-- Data for processing follows --

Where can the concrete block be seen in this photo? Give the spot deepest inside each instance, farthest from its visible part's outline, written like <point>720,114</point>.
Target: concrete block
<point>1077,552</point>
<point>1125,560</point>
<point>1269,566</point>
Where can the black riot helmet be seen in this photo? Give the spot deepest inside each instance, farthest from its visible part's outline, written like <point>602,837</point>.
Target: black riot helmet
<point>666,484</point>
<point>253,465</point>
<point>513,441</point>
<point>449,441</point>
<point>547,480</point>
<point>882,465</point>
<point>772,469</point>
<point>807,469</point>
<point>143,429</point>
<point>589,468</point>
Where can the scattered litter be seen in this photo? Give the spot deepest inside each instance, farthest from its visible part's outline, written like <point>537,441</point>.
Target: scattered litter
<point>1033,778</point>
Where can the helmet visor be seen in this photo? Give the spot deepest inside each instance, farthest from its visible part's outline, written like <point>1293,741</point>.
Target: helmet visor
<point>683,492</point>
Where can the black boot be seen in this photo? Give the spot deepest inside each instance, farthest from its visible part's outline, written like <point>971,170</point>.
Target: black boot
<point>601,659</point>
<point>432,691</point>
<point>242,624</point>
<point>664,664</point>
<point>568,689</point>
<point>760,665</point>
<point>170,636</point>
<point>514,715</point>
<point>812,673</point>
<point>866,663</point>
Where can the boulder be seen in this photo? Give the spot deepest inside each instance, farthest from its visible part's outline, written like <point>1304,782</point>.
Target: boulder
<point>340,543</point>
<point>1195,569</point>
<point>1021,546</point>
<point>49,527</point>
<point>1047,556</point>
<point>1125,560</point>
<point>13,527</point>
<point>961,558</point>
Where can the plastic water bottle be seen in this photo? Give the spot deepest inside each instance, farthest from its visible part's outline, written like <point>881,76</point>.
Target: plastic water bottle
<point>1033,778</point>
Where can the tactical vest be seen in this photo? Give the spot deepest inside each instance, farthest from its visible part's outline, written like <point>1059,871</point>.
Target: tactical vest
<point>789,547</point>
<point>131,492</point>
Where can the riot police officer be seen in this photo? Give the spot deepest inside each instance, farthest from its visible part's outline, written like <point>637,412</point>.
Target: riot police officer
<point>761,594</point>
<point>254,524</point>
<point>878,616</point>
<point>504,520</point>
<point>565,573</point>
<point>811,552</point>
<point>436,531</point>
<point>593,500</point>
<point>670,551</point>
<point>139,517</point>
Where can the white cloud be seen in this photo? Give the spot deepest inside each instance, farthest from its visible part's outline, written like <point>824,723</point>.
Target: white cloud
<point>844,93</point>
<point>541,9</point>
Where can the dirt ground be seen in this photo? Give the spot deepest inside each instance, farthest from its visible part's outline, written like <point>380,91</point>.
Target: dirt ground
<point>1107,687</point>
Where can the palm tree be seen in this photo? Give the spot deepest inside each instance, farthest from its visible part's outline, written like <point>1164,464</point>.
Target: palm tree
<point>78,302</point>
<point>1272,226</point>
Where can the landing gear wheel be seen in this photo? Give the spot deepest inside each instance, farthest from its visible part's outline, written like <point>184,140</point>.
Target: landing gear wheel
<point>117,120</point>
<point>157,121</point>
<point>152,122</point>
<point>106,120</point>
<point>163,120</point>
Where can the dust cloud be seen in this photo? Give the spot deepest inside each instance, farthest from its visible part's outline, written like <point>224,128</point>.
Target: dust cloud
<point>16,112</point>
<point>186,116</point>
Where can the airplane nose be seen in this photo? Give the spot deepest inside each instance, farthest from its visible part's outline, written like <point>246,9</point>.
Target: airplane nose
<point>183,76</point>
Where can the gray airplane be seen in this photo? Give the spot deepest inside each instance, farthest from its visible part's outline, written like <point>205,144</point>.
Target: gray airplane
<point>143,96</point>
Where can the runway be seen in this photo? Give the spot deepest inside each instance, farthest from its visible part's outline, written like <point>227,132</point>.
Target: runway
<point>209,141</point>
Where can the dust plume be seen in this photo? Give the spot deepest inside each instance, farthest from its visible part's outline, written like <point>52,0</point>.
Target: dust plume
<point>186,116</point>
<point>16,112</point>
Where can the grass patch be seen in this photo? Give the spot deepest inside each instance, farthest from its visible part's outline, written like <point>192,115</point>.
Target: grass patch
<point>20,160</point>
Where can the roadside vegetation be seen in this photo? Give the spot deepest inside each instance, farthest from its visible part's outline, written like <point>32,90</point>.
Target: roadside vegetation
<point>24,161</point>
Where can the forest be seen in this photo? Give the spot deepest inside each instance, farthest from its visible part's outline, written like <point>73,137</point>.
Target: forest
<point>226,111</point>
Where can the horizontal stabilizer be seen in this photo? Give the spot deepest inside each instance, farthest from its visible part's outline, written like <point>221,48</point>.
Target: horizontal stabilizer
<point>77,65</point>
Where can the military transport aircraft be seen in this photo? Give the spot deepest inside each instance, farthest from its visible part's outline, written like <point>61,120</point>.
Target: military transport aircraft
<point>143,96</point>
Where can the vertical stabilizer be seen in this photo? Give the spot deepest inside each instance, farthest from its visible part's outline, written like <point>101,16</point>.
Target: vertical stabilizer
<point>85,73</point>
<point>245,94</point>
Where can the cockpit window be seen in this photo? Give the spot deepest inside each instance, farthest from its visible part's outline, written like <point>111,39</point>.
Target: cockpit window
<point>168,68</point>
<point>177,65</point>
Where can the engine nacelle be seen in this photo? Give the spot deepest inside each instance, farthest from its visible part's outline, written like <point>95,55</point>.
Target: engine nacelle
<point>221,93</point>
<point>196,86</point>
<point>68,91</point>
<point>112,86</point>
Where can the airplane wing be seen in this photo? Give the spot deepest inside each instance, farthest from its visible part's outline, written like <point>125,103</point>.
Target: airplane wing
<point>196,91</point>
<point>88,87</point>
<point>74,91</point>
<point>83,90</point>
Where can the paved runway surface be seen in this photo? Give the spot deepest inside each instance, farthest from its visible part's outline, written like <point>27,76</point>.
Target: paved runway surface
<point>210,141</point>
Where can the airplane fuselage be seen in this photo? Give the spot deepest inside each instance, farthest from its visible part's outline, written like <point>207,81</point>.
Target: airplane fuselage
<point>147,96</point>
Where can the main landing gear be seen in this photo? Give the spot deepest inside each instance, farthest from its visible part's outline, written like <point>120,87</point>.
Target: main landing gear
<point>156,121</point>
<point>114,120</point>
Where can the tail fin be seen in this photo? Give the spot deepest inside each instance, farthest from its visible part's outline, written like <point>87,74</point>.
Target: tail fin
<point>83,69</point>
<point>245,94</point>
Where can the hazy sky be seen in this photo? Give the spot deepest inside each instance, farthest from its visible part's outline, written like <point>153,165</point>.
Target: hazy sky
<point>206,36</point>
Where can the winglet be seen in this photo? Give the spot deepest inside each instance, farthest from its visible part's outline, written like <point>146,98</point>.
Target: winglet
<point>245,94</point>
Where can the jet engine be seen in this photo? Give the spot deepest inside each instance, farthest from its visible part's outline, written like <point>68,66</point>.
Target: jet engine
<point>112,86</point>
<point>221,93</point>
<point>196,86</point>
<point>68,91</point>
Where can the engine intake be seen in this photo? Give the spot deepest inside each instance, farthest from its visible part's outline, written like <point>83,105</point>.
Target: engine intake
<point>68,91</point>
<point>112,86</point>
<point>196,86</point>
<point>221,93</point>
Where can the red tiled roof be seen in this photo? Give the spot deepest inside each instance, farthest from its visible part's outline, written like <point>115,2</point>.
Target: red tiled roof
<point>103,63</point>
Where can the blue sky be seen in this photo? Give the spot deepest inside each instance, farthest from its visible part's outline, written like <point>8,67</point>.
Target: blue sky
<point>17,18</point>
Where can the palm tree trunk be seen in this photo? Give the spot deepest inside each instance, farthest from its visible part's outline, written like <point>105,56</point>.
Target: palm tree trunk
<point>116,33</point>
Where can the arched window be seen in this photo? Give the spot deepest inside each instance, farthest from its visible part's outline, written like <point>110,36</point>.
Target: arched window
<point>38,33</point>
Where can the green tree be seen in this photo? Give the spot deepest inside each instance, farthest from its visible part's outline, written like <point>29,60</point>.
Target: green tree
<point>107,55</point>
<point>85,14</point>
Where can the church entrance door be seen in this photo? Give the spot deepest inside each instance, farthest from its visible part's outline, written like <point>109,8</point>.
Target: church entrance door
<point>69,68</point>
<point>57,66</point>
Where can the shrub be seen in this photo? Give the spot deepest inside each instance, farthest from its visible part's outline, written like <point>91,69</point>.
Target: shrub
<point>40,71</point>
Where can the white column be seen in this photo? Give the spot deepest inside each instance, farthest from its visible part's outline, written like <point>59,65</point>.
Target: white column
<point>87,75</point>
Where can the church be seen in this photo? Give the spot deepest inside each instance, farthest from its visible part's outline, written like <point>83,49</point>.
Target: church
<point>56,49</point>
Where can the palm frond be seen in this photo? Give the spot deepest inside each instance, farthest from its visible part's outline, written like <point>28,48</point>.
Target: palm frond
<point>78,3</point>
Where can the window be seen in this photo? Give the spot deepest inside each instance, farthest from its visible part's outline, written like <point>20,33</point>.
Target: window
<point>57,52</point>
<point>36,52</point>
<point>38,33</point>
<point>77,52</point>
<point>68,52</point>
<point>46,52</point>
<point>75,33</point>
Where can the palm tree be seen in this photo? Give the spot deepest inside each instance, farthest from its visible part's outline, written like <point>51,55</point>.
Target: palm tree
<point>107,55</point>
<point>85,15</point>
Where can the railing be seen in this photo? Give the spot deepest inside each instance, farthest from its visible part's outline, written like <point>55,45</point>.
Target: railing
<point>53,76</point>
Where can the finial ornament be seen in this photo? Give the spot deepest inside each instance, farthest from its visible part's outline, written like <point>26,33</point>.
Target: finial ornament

-- Data for processing concluded --

## [Task objective]
Copy out each line from the preceding entries that mentions the word "finial".

## [Expected answer]
Where can the finial ornament be seen in this photo? Give the spot deepest inside each instance, farthest from its visible part's outline, written like <point>26,33</point>.
Target: finial ornament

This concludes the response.